→ **Directions**: Turn the data below into a JSON list of strings with one string per line, skipping blank lines. Leave the pictures out of the answer.

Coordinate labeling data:
——

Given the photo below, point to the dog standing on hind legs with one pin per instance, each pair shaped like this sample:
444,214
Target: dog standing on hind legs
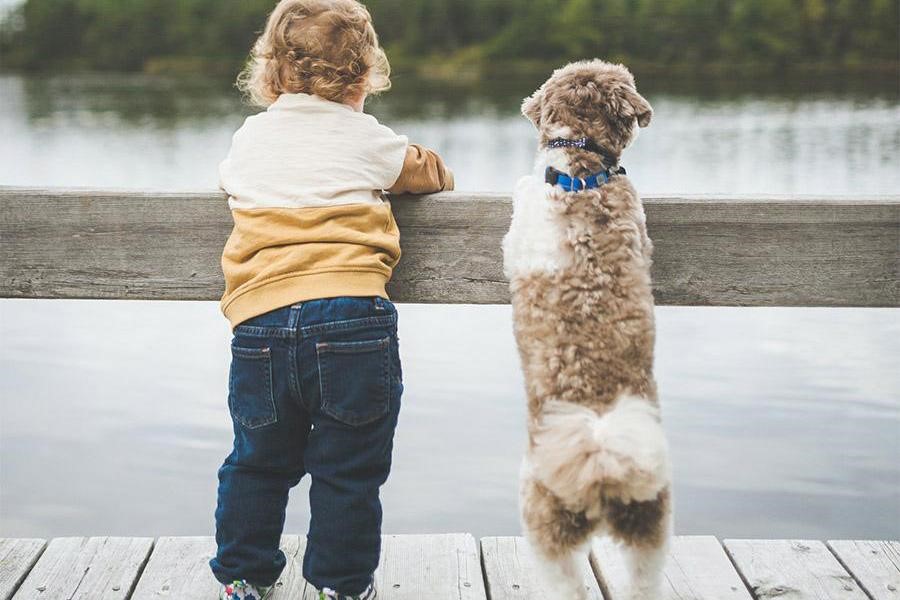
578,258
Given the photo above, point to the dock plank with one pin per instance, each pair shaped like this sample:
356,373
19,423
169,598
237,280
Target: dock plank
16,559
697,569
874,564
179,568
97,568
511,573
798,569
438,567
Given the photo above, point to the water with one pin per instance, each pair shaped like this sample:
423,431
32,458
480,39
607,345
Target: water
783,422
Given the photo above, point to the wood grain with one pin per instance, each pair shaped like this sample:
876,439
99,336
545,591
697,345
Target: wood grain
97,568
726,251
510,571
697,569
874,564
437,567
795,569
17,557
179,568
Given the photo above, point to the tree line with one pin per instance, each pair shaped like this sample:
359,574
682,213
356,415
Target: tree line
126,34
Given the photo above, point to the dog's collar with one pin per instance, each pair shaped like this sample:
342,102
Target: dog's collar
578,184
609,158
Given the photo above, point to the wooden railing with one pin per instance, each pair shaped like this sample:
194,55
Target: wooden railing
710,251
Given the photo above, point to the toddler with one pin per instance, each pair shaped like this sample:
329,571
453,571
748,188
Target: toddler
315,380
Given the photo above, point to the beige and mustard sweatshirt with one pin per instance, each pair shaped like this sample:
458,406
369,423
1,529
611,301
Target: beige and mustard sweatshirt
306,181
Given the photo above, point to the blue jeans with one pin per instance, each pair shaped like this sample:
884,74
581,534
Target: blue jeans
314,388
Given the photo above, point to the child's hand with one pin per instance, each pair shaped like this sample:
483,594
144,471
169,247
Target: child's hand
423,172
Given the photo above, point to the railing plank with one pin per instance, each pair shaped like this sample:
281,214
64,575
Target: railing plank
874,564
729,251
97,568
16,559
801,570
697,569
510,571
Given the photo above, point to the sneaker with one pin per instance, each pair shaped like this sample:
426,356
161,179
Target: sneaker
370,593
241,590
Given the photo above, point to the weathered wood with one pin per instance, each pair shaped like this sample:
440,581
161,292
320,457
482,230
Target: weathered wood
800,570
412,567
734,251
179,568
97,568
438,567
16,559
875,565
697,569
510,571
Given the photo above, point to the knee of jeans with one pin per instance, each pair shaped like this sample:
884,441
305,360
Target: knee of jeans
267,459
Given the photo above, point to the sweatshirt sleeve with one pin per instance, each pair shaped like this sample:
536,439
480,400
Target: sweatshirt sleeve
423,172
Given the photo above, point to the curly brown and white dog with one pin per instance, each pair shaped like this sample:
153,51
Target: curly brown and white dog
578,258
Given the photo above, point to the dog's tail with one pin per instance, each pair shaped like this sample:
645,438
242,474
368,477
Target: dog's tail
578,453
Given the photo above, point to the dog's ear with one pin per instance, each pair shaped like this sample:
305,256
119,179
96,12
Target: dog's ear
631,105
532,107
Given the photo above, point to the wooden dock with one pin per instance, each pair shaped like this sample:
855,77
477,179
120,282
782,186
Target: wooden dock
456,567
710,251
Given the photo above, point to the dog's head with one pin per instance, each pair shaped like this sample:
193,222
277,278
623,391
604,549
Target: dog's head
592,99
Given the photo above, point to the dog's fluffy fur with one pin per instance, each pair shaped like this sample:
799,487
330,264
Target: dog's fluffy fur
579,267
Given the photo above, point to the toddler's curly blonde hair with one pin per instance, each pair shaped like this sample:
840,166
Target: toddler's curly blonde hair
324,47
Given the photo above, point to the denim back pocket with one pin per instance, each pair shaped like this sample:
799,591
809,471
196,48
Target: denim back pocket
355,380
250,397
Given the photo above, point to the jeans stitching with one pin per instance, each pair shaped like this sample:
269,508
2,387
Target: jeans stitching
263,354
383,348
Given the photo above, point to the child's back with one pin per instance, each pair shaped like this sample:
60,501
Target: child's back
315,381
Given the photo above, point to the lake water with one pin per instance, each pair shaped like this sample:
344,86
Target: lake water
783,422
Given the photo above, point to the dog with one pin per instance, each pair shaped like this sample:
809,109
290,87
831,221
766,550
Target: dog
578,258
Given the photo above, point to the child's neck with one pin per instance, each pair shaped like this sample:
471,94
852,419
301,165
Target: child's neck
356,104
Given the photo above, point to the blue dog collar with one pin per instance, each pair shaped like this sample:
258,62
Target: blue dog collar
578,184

——

→ **Reply**:
[
  "Given the photo below, point to the dog standing on hind legs with one pin per instance, each pair shaped like this sample:",
  "444,214",
  "Target: dog standing on hind legs",
  "578,258",
  "Given the photo above, point to the dock plank with one pin per instance, each pair shaped like this sample:",
  "356,373",
  "19,423",
  "169,598",
  "237,280",
  "Target: dock plank",
  "16,559",
  "697,569",
  "874,564",
  "179,568",
  "97,568",
  "511,573",
  "798,569",
  "438,567",
  "Given the photo above, point to the water with one pin per instance, each pair shaped like this sample:",
  "423,431",
  "32,458",
  "480,39",
  "607,345",
  "Target: water",
  "783,422",
  "Given the photo above, point to the wood grain with one pin per instance, each pair shaped like this sample:",
  "876,439",
  "99,336",
  "545,591",
  "697,345",
  "Target: wood grain",
  "97,568",
  "726,251",
  "510,571",
  "697,569",
  "874,564",
  "437,567",
  "795,569",
  "17,557",
  "179,568",
  "Given the photo above, point to the tree line with one pin per instance, each pair shaped like this sample:",
  "359,574",
  "682,213",
  "356,415",
  "Target: tree line",
  "126,34",
  "Given the photo above, point to the dog's collar with one pin per instance, each pair shaped like this sample:",
  "342,102",
  "Target: dog's collar",
  "578,184",
  "609,158",
  "Given the photo above, point to the wooden railing with one pin per instance, each pair shaped like this sample:",
  "194,55",
  "Target: wooden railing",
  "710,251",
  "Given the photo above, point to the toddler with one pin per instance, each pair shaped like this sample:",
  "329,571",
  "453,571",
  "748,188",
  "Target: toddler",
  "315,380",
  "Given the photo above, point to the beige and mustard sweatshirt with one pin per instance, each pair shaped like this sample:",
  "458,406",
  "369,423",
  "1,529",
  "611,301",
  "Target: beige and mustard sweatshirt",
  "306,181",
  "Given the photo above, point to the blue jeans with one pin per instance, each pair shaped like this sample:",
  "884,74",
  "581,534",
  "Target: blue jeans",
  "314,388",
  "Given the photo above, point to the child's hand with one pin per instance, each pair shaped like this sample:",
  "483,594",
  "144,471",
  "169,247",
  "Target: child's hand",
  "423,172",
  "Given the photo above, point to the railing plank with one pin per instance, each pair shaped like this sample:",
  "281,214",
  "64,575",
  "Target: railing plank",
  "874,564",
  "729,251",
  "97,568",
  "16,559",
  "801,570",
  "697,569",
  "510,571",
  "Given the photo above, point to the sneaker with one pin per instance, each pair shaped like this sample:",
  "426,356",
  "161,179",
  "Target: sneaker",
  "370,593",
  "241,590",
  "Given the photo above, point to the weathered wood with one pin per instance, each pair shaped like this sample:",
  "440,581",
  "161,292",
  "320,457",
  "482,230",
  "Target: weathered wood",
  "800,570",
  "412,567",
  "734,251",
  "179,568",
  "97,568",
  "438,567",
  "16,559",
  "875,565",
  "697,569",
  "510,571",
  "Given the photo above, point to the knee of jeans with one pin per instance, each pair shaped like this sample:",
  "884,441",
  "305,360",
  "Target: knee of jeans",
  "267,459",
  "Given the photo above, point to the sweatshirt sleeve with one pin per instance, each pair shaped like this sample:",
  "536,439",
  "480,400",
  "Target: sweatshirt sleeve",
  "423,172",
  "Given the photo above, point to the curly brown and white dog with one pin per instance, each pair shaped like this sample:",
  "153,51",
  "Target: curly brown and white dog",
  "578,258",
  "Given the photo above, point to the dog's tail with one pin per instance, each pair shaped like this sample:",
  "645,438",
  "242,474",
  "368,477",
  "Target: dog's tail",
  "578,453",
  "Given the photo above, point to the dog's ear with one pin per instance, each pair shaped like this sample:",
  "305,256",
  "119,179",
  "96,12",
  "Target: dog's ear",
  "631,105",
  "532,107",
  "Given the photo above, point to the wooden dock with one pin per instance, each pair shaped like this sample:",
  "855,77",
  "477,179",
  "120,282",
  "782,186",
  "Target: wooden dock",
  "456,567",
  "710,251",
  "Given the photo above, point to the dog's head with one pin per instance, each pair shaped like this sample:",
  "193,222",
  "277,278",
  "623,391",
  "604,549",
  "Target: dog's head",
  "592,99",
  "Given the photo above, point to the dog's fluffy fur with one pin per instance, each pair shaped like this sample:",
  "799,487",
  "330,264",
  "Target: dog's fluffy fur",
  "579,267",
  "Given the photo above, point to the toddler's curly blonde hair with one pin per instance, each pair shaped like this sample:",
  "840,166",
  "Target: toddler's curly blonde hair",
  "324,47",
  "Given the photo above, point to the denim back pocket with one pin per instance, each pair shaped like this sample:",
  "799,591",
  "809,471",
  "196,48",
  "Target: denim back pocket",
  "355,380",
  "250,397",
  "Given the photo above, point to the jeans stitching with one pin per instance, each pair shaped like this sample:",
  "269,508",
  "2,387",
  "Target: jeans stitching",
  "263,354",
  "383,348",
  "Given the photo above, point to the child's back with one pin per instance, each pair shaped like this sample:",
  "60,501",
  "Target: child's back",
  "315,381",
  "Given the photo above, point to the lake water with one pin per instance, each pair shaped like this sample:",
  "344,86",
  "Target: lake water",
  "783,422",
  "Given the photo above, point to the dog with one pin per instance, each pair shaped like this sample:",
  "809,109",
  "290,87",
  "831,221",
  "766,550",
  "Target: dog",
  "578,258",
  "Given the photo above, point to the child's neck with one pin per instance, each pair shaped like this sample:",
  "471,94",
  "852,419",
  "301,165",
  "Target: child's neck",
  "356,104",
  "Given the photo above, point to the blue dog collar with one pin per instance, each pair shaped like this sample:",
  "258,62",
  "Target: blue dog collar",
  "578,184"
]